* Exercise requirements:
1. Reproduce the part of the court opinion excerpt that begins at the words "Simms argues that the" and stops after "searching his vehicle.".
2. Answer these questions from the court opinion excerpt:
(a) How many reasons does Simms give for why the search of his car was illegal?
(b) In the quotation from United States v. Jones, what had been found about Jones' license and registration?
(c) According to the quotation from United States v. Boyce, when may an officer prolong a traffic stop?

* Document extract:
Segment Open

Simms argues that the search of his car was illegal for three reasons, and that the fruits of the search should have been suppressed. First, he argues that the traffic stop had ended by the time his consent to search was requested (and given), and that only after he had consented, were his license and registration returned to him. Second, he argues that the tracking device was used illegally outside the scope of the warrant, resulting in the BOLO, which contributed to the officers' decision to search his car, and that the fruits of the search must therefore be suppressed. Third, he contends that, after the existence and use of the tracking device came to light, the suppression hearing should have been reopened so that he could cross-examine the officers and impeach their credibility with respect to their testimony about the factual basis for stopping and searching his vehicle.
Simms argues that his consent to the search was given only after the traffic stop had ended (or should have ended), and that his consent was therefore invalid. Thus, if Simms' consent was obtained as the result of an illegal detention, the search was invalid. See Ohio v. Robinette, 519 U.S. 33, 51, 117 S.Ct. 417, 136 L.Ed.2d 347 (1996) (“Because [the defendant's] consent to the search was the product of an unlawful detention, ‘the consent was tainted by the illegality and was ineffective to justify the search.’ ”) (quoting Florida v. Royer, 460 U.S. 491, 507-08, 103 S.Ct. 1319, 75 L.Ed.2d 229 (1983)). Ordinarily, when a citation or warning has been issued and all record checks have been completed and come back clean, the legitimate investigative purpose of the traffic stop is fulfilled, and the driver's license and other documents should be returned. See United States v. Jones, 269 F.3d 919, 925 (8th Cir.2001) (“After Trooper DeWitt had completed this initial investigation and determined that Jones was neither tired nor intoxicated, that his license and registration were valid, and that there were no outstanding warrants for his arrest, then the legitimate investigative purposes of the traffic stop were completed.”). For a Terry stop to be valid, “the Fourth Amendment intrusion ‘must be temporary and last no longer than is necessary to effectuate the purpose of the stop’ and ․ the officer should employ the least intrusive means available to dispel the officer's suspicion in a timely fashion.” Id. at 924 (quoting Royer, 460 U.S. at 500, 103 S.Ct. 1319). If a traffic stop is unjustifiably prolonged past the point when a driver's documents should have been returned, it may be found to have ended at the point when the documents should have been returned, and not when they were actually returned. See United States v. $404,905.00 in United States Currency, 182 F.3d 643, 649 (8th Cir.1999). However, we have held that “an officer may prolong a traffic stop if he has articulable suspicion of other illegal activity.” United States v. Boyce, 351 F.3d 1102, 1106 (11th Cir.2003) (internal citation omitted).

Segment Closed

* Dataset entries:

Segment Open

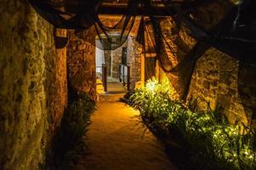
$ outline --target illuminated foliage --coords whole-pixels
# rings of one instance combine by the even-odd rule
[[[180,132],[189,144],[190,162],[199,163],[201,169],[256,169],[256,139],[250,127],[242,122],[230,125],[218,110],[191,111],[170,99],[168,87],[149,80],[145,88],[130,96],[130,104],[152,125]]]

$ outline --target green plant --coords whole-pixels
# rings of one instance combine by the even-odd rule
[[[227,122],[220,108],[196,113],[170,99],[168,83],[150,80],[131,94],[129,103],[153,126],[180,132],[197,169],[256,169],[255,132],[237,122]],[[195,107],[194,107],[195,108]]]
[[[71,103],[54,138],[52,154],[55,169],[72,169],[77,157],[85,152],[84,135],[95,102],[81,94]]]

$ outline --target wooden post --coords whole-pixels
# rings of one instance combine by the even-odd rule
[[[130,66],[127,66],[127,90],[130,91],[130,73],[131,73],[131,67]]]
[[[122,65],[119,65],[119,82],[122,82]]]
[[[125,65],[122,65],[122,85],[125,86],[125,74],[124,74],[124,71],[125,71]]]
[[[106,65],[102,64],[102,83],[104,87],[104,91],[107,92],[107,75],[106,75]]]
[[[141,77],[141,88],[145,86],[145,54],[141,54],[140,60],[140,77]]]

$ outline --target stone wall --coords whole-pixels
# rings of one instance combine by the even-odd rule
[[[136,37],[130,36],[128,38],[128,65],[131,67],[131,88],[135,88],[136,82],[141,81],[141,54],[142,47],[135,41]]]
[[[66,105],[65,49],[25,0],[3,0],[0,25],[0,169],[38,169]]]
[[[211,30],[225,17],[232,3],[218,0],[195,11],[191,17],[207,30]],[[178,65],[189,54],[196,41],[190,37],[185,29],[178,27],[171,18],[161,21],[163,34],[173,51],[166,50],[173,68]],[[174,55],[175,56],[174,56]],[[189,56],[192,57],[192,56]],[[178,67],[179,68],[179,67]],[[167,74],[174,91],[184,90],[185,75]],[[185,102],[196,99],[199,110],[206,110],[209,104],[211,109],[217,105],[222,108],[229,121],[236,120],[250,123],[256,115],[256,65],[241,63],[234,58],[211,48],[202,53],[196,62],[192,76],[188,81],[189,91]],[[174,93],[177,94],[179,93]],[[179,99],[179,96],[177,97]],[[253,121],[254,122],[254,121]]]
[[[88,93],[94,99],[96,95],[95,46],[89,42],[95,42],[95,36],[94,29],[80,32],[79,36],[75,31],[69,31],[67,56],[71,86]]]
[[[212,110],[217,105],[231,122],[247,122],[247,115],[238,91],[239,62],[215,48],[210,48],[196,62],[188,99],[196,99],[199,110]],[[252,114],[252,113],[250,113]]]

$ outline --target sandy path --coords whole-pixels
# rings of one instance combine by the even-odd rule
[[[164,148],[139,122],[139,112],[121,102],[101,102],[87,133],[89,154],[82,170],[174,170]]]

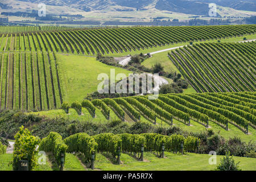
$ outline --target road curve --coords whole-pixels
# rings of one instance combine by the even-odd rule
[[[155,52],[150,52],[150,55],[154,55],[155,53],[160,53],[160,52],[165,52],[165,51],[170,51],[170,50],[172,50],[172,49],[177,49],[179,48],[180,47],[183,47],[184,46],[179,46],[179,47],[172,47],[172,48],[170,48],[168,49],[163,49],[163,50],[160,50],[160,51],[155,51]],[[145,55],[146,55],[147,54],[145,54]],[[121,65],[122,65],[123,66],[126,65],[128,64],[128,63],[129,63],[129,61],[131,60],[131,56],[128,56],[127,58],[125,59],[124,60],[119,61],[118,63]]]

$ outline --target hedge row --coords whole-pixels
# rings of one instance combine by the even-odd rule
[[[64,163],[68,146],[62,140],[62,136],[56,132],[51,132],[43,138],[39,144],[39,150],[51,152],[54,155],[55,161],[60,166],[61,154],[64,154]]]

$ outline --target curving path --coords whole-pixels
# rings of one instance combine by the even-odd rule
[[[155,51],[155,52],[150,52],[150,55],[154,55],[155,53],[160,53],[160,52],[165,52],[165,51],[170,51],[170,50],[172,50],[172,49],[175,49],[179,48],[180,47],[184,47],[184,46],[170,48],[168,49],[165,49],[160,50],[160,51]],[[144,55],[146,55],[147,54],[144,54]],[[125,59],[119,61],[118,63],[120,64],[121,65],[122,65],[123,66],[124,66],[124,65],[127,65],[130,60],[131,60],[131,56],[127,56],[127,58],[125,58]]]

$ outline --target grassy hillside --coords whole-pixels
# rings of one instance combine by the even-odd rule
[[[210,165],[210,156],[207,154],[187,153],[184,155],[174,154],[165,152],[165,158],[159,158],[153,154],[144,153],[144,161],[139,161],[131,156],[122,154],[121,160],[122,164],[117,165],[113,163],[112,156],[97,154],[94,170],[103,171],[211,171],[214,170],[220,163],[223,156],[217,156],[217,164]],[[0,155],[0,171],[11,170],[11,165],[8,163],[11,161],[12,154]],[[236,163],[240,162],[238,166],[242,171],[255,171],[256,159],[253,158],[233,157]],[[58,170],[54,163],[47,161],[47,165],[38,165],[36,171]],[[91,170],[77,157],[73,154],[67,154],[64,170],[85,171]]]
[[[52,53],[6,52],[0,57],[2,109],[60,107],[61,90]]]
[[[95,57],[71,55],[56,55],[60,74],[67,93],[66,100],[71,103],[81,101],[87,94],[97,91],[97,80],[100,73],[110,75],[110,69],[115,69],[115,76],[124,73],[127,76],[131,72],[109,66],[96,60]]]

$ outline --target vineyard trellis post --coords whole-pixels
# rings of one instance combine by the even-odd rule
[[[63,168],[64,168],[64,154],[60,154],[60,171],[63,171]]]
[[[162,158],[164,158],[164,143],[162,146]]]
[[[143,161],[143,156],[144,156],[144,145],[143,144],[141,144],[141,161]]]
[[[181,154],[183,155],[183,148],[184,148],[184,142],[183,141],[181,141],[180,146],[181,147]]]
[[[92,159],[90,161],[90,168],[92,169],[94,169],[94,158],[95,158],[95,154],[94,152],[92,152]]]
[[[24,160],[19,160],[18,171],[28,171],[28,161]]]
[[[121,164],[120,155],[121,155],[121,147],[118,147],[118,149],[117,150],[117,163],[118,164]]]
[[[93,111],[93,118],[95,118],[95,110]]]

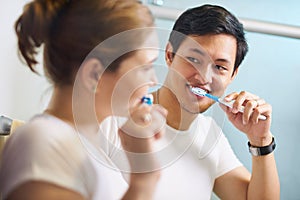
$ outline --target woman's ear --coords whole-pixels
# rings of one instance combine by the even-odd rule
[[[170,42],[168,42],[165,50],[165,60],[169,67],[173,62],[173,58],[174,58],[173,46]]]
[[[91,58],[83,62],[81,65],[81,81],[83,86],[93,93],[97,92],[98,81],[104,71],[102,63],[96,59]]]

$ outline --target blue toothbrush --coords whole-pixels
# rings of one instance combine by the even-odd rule
[[[224,101],[223,99],[221,99],[221,98],[219,98],[219,97],[217,97],[217,96],[208,94],[205,90],[203,90],[203,89],[201,89],[201,88],[198,88],[198,87],[192,87],[192,86],[190,86],[190,90],[191,90],[192,93],[194,93],[194,94],[196,94],[196,95],[198,95],[198,96],[202,96],[202,97],[205,96],[205,97],[208,97],[208,98],[210,98],[210,99],[212,99],[212,100],[214,100],[214,101],[216,101],[216,102],[218,102],[218,103],[221,103],[221,104],[223,104],[223,105],[225,105],[225,106],[227,106],[227,107],[229,107],[229,108],[232,108],[233,101],[231,101],[231,102],[226,102],[226,101]],[[241,106],[240,109],[239,109],[239,112],[243,113],[243,112],[244,112],[244,109],[245,109],[244,106]],[[260,120],[266,120],[267,117],[264,116],[264,115],[259,115],[259,116],[258,116],[258,119],[260,119]]]

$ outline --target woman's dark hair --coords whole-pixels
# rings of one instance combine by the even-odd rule
[[[178,32],[180,34],[178,34]],[[203,5],[185,11],[175,22],[169,42],[176,53],[182,41],[189,35],[228,34],[237,40],[234,71],[248,52],[243,25],[223,7]]]
[[[68,85],[99,43],[123,31],[153,26],[153,21],[136,0],[34,0],[24,7],[15,31],[29,68],[36,72],[37,50],[43,45],[46,76],[55,85]],[[127,43],[140,42],[131,40]],[[107,50],[114,51],[118,49]],[[108,70],[116,70],[117,64]]]

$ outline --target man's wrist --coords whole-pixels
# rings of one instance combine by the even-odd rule
[[[276,143],[274,137],[272,137],[272,142],[266,146],[254,146],[248,142],[249,152],[253,156],[264,156],[272,153],[275,150]]]

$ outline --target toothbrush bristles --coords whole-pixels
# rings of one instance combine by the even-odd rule
[[[205,96],[205,94],[206,94],[205,90],[198,88],[198,87],[190,86],[190,90],[192,93],[199,95],[199,96]]]

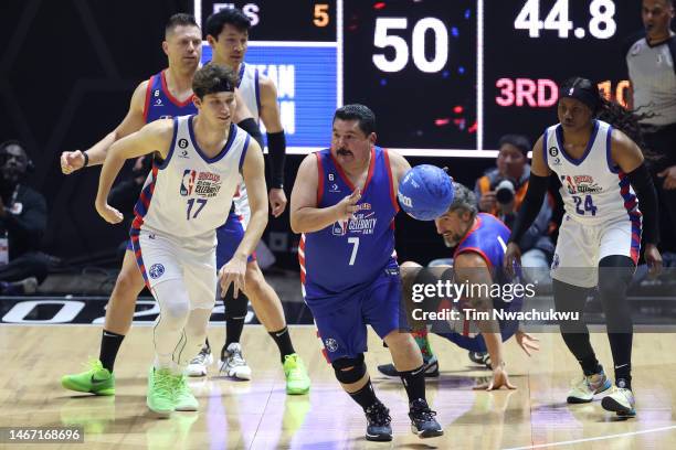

Segment Closed

* Answer list:
1.
Simms argues that the search of his car was illegal for three reasons, and that the fruits of the search should have been suppressed. First, he argues that the traffic stop had ended by the time his consent to search was requested (and given), and that only after he had consented, were his license and registration returned to him. Second, he argues that the tracking device was used illegally outside the scope of the warrant, resulting in the BOLO, which contributed to the officers' decision to search his car, and that the fruits of the search must therefore be suppressed. Third, he contends that, after the existence and use of the tracking device came to light, the suppression hearing should have been reopened so that he could cross-examine the officers and impeach their credibility with respect to their testimony about the factual basis for stopping and searching his vehicle.

2.
(a) Three.
(b) They were valid.
(c) When he has articulable suspicion of other illegal activity.